- [CHALLENGE]: Change every "set one pin" in the entries below to "place a single marker" and keep everything else the same. Leave the pictures out of your version.

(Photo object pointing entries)

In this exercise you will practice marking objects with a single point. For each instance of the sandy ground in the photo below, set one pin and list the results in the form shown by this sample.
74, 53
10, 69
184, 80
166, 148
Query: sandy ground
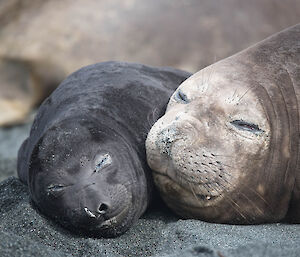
25, 232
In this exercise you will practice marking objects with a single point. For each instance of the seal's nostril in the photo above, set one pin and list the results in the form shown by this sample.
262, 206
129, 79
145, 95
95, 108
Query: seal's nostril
102, 208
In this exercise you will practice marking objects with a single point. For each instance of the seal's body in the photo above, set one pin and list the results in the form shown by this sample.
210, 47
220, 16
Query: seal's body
84, 161
227, 148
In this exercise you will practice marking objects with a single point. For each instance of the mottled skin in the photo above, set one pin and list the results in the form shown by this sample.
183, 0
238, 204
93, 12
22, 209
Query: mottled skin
84, 161
43, 41
227, 148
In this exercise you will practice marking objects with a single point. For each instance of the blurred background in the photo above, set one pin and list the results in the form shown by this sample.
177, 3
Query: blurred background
42, 41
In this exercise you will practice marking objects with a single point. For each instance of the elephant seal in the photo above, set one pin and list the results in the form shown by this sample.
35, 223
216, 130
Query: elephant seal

- [REPLY]:
In this exercise you will practice marking objects with a single point. For each instance of the sandy ground in the photo below, place a single marker and list the results in the form shown by this sample.
74, 53
10, 69
184, 80
166, 148
Query: sandy ground
25, 232
In this exercise you will practice marking objects with a single point. For each instance of the seal's nostril in the photo above, place a single marker and list the results in the form shown by this sample.
262, 206
129, 79
145, 95
95, 108
Query: seal's nostril
102, 208
In this exercise you will practice marking objects with a single point. For each instance of the seal's body in the photo above, place a single marker and list the results in the form shown by this sample.
210, 47
220, 16
Query: seal's body
84, 161
227, 148
In this exercise you will practice marking objects with a single point. For each instance of the mottled skin in the photo above, place a single marker and list the results in the form shown by this sample.
183, 0
238, 204
93, 12
22, 209
Query: mottled skin
84, 161
43, 41
227, 148
In this exercise you will practice marking objects with a single point. For each instance of the blurred background in the photo above, place a single marker and list the results in the form shown by this sample.
177, 3
Query: blurred background
42, 41
In this exercise you will practice marking objects with a single point. For each instance of the elephant seal in the photo above, place a single marker and list the results in the form shown by this sample.
35, 223
216, 130
Query: elephant seal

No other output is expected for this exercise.